— Start —

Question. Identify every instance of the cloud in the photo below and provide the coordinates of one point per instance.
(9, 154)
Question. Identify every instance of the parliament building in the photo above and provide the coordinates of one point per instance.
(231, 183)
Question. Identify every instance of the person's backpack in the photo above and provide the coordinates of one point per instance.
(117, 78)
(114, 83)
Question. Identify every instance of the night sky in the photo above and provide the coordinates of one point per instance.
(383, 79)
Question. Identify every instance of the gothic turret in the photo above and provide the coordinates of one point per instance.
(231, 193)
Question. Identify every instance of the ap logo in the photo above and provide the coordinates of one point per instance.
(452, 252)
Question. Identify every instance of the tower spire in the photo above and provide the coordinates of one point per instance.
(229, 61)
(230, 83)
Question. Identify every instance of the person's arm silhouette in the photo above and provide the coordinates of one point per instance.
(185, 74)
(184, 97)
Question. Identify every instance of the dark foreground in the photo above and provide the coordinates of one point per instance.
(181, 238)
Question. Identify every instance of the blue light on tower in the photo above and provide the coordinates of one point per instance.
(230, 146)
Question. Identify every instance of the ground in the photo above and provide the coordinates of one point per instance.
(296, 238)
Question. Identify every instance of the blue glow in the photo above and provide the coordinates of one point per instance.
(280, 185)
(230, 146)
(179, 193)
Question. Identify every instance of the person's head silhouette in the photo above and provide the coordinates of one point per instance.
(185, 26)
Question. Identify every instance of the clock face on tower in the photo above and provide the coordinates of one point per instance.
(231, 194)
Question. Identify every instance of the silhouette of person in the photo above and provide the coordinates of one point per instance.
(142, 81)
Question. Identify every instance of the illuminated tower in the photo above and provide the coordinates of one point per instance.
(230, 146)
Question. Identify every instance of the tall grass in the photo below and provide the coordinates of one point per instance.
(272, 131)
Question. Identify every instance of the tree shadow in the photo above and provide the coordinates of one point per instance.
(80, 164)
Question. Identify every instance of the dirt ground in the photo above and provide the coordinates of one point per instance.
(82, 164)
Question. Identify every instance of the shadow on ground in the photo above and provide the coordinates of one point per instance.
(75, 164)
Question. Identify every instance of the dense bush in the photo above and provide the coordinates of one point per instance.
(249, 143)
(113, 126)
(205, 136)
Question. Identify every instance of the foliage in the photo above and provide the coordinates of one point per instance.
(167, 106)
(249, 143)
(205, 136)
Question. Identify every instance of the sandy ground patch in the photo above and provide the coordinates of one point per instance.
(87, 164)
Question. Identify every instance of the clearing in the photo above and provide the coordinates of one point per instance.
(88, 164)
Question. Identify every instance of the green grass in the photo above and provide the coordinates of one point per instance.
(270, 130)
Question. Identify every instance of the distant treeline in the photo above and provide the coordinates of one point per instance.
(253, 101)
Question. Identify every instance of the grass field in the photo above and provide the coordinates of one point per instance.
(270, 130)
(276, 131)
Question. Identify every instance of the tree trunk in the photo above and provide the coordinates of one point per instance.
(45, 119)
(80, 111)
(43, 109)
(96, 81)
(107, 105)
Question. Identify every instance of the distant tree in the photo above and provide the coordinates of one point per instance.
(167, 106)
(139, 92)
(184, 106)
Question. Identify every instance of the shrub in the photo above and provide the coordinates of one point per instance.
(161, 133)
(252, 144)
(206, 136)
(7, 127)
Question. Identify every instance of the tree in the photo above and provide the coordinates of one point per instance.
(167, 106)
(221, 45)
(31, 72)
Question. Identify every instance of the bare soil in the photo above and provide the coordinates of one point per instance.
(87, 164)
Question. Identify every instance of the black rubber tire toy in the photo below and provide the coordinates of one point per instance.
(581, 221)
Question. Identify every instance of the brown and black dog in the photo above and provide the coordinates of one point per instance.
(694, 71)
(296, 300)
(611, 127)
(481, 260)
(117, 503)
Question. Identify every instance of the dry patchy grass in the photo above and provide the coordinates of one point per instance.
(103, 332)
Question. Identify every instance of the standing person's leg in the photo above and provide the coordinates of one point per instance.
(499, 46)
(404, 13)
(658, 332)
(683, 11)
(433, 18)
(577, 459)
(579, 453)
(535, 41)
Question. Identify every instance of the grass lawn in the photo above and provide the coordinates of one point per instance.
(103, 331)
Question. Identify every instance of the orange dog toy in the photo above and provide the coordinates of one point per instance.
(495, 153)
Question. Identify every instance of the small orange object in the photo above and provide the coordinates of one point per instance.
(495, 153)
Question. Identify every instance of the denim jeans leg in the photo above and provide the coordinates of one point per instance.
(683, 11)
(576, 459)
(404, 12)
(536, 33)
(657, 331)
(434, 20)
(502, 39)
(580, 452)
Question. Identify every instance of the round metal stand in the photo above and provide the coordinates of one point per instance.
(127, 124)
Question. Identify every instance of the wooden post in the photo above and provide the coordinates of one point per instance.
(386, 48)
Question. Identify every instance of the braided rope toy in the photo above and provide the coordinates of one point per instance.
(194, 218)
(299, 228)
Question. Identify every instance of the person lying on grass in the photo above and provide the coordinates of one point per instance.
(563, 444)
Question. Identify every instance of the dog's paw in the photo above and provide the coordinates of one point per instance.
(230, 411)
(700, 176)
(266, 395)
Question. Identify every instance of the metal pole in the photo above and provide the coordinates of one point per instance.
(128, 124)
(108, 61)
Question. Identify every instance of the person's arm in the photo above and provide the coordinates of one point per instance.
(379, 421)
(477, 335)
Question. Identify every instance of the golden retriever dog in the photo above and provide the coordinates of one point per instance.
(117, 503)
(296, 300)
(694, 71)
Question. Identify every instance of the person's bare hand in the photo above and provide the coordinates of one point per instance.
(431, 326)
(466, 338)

— End —

**What is asked**
Repeat only the stretch of lines that begins at the line containing "Question. Identify every instance of the denim" and ends at the last line above, both included.

**Finished answer**
Question. Identify every instance of the denim jeans leg in the photo above and provide the coordinates of one point per instance.
(683, 11)
(576, 459)
(404, 12)
(536, 33)
(657, 331)
(434, 20)
(502, 39)
(580, 452)
Question. Identify every instance of the round metal stand in the photo above and provide the coordinates of one point per instance.
(127, 124)
Question. Identify every instance of the wooden post in the photo above and provide the coordinates of one point per instance.
(386, 48)
Question. Identify every instance of the braided rope toy in the photo above and provide the coordinates of one point per instance.
(194, 218)
(299, 228)
Question. Identify every instance of the person lying on grass in the photo above and provide the coordinates of one point per instance.
(563, 444)
Question. Identify every instance of the dog's paw in the photo above and provide the coordinates of one point per instance.
(230, 411)
(700, 176)
(266, 395)
Question. Identify every instance of the metal pole in the photo above and provide the coordinates of one point per instance.
(128, 124)
(108, 61)
Question. Identify every instance of the person's arm in the photo above and provide the coordinates of one point per instance.
(379, 421)
(477, 335)
Question. Identify every instance of the golden retriever dog in the photo above and provide the coordinates of one point per instance.
(117, 503)
(296, 300)
(694, 71)
Question. Identify every instance of the person's bare hand in the photo above and provide the coordinates of one point per instance.
(431, 326)
(466, 338)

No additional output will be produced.